- Excerpt -
The third season of Netflix’s serial-killer anthology series focuses on twisted murderer Ed Gein

It’s no secret that serial killers have become a staple of television crime dramas. From the “unsubs” of Criminal Minds to the maniacs dispatched by serial killer-dispatching murderer Dexter Morgan, viewers have a seemingly insatiable appetite for homicidal maniacs.

Producer Ryan Murphy (whose numerous series range from 9-1-1 and its sequels to American Horror Story) has tapped into the topic with the Netflix anthology series Monster, dramatizing the story of Jeffrey Dahmer in the first season, and the infamous Menendez brothers in the second.

For the third season, arriving this week, Monster journeys back even further to explore one of America’s most infamous serial killers, Ed Gein.

Monster: The Ed Gein Story on Netflix. Pictured: Charlie Hunnam as Ed Gein.

- Information supplied -
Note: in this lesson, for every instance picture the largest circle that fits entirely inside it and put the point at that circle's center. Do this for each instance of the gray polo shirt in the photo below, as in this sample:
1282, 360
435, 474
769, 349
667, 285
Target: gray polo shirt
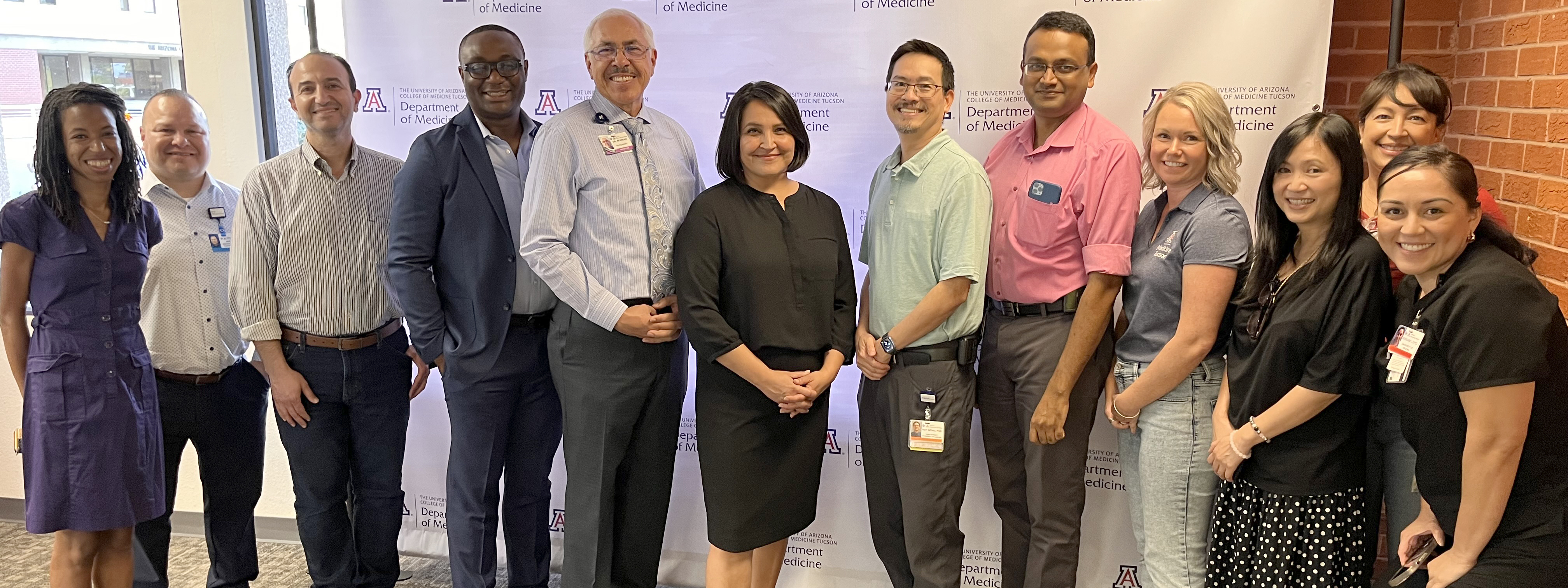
1209, 228
929, 220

- Set exercise 1 -
Copy everything in the Monster excerpt from "The third season of" down to "for homicidal maniacs.", replacing "television" with "streaming".
- Set exercise 2 -
According to the Monster excerpt, whose story did the first season dramatize?

- Finished answer 1 -
The third season of Netflix’s serial-killer anthology series focuses on twisted murderer Ed Gein

It’s no secret that serial killers have become a staple of streaming crime dramas. From the “unsubs” of Criminal Minds to the maniacs dispatched by serial killer-dispatching murderer Dexter Morgan, viewers have a seemingly insatiable appetite for homicidal maniacs.

- Finished answer 2 -
Jeffrey Dahmer's